### Job
Copy out all of the data exactly as it appears.

....

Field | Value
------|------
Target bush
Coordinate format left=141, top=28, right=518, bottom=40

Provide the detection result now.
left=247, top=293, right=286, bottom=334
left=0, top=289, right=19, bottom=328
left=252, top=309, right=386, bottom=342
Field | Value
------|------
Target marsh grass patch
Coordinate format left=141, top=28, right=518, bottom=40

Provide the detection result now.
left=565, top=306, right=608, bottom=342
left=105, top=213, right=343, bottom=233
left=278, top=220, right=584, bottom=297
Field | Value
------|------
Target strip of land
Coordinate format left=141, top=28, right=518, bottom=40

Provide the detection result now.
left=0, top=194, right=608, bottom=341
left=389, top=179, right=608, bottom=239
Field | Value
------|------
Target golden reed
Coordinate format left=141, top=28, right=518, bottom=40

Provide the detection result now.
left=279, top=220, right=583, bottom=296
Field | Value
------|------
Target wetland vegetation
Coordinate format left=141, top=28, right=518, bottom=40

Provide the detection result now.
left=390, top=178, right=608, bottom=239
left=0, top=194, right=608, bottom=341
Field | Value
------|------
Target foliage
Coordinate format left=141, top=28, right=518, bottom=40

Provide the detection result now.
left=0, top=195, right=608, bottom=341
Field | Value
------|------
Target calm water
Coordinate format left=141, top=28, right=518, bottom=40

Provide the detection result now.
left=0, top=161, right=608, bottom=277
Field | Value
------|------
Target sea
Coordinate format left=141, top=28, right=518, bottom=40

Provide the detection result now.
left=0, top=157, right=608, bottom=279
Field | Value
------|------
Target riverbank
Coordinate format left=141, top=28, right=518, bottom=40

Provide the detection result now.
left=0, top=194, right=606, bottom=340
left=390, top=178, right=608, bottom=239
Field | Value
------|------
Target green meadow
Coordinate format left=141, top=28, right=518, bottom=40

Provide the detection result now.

....

### Full output
Field | Value
------|------
Target bush
Coordinate format left=141, top=28, right=518, bottom=40

Provide the detection result now.
left=247, top=293, right=286, bottom=334
left=0, top=289, right=19, bottom=328
left=252, top=309, right=386, bottom=342
Field | Value
------|------
Target marsh grass patch
Coordinate format left=141, top=28, right=518, bottom=40

Provide the detection result now.
left=565, top=306, right=608, bottom=342
left=105, top=213, right=343, bottom=233
left=278, top=220, right=584, bottom=297
Field | Value
------|------
Target strip of land
Coordinate format left=141, top=28, right=518, bottom=40

Provide the detection result now.
left=0, top=194, right=608, bottom=341
left=389, top=179, right=608, bottom=239
Field | Value
------|------
Target golden reed
Coordinate format left=141, top=28, right=518, bottom=40

Provide the detection result now.
left=279, top=220, right=583, bottom=296
Field | Value
------|------
Target wetland vegetation
Coordinate format left=141, top=28, right=518, bottom=40

Provide the detection result now.
left=390, top=178, right=608, bottom=239
left=0, top=194, right=608, bottom=341
Field | Value
------|------
Target foliage
Coordinate format left=141, top=28, right=518, bottom=40

Provide the detection result now.
left=0, top=195, right=608, bottom=341
Field | Value
------|------
Target calm water
Coordinate format left=141, top=28, right=518, bottom=40

Provide the detection result now.
left=0, top=161, right=608, bottom=277
Field | Value
------|------
Target sea
Coordinate format left=141, top=28, right=518, bottom=40

Provide the detection result now.
left=0, top=157, right=608, bottom=279
Field | Value
------|------
Target riverbank
Coordinate format left=141, top=28, right=518, bottom=40

Provide the detection result now.
left=0, top=194, right=606, bottom=340
left=390, top=178, right=608, bottom=239
Field | Value
------|------
Target green meadow
Coordinate format left=141, top=28, right=518, bottom=40

Provide the detection result now.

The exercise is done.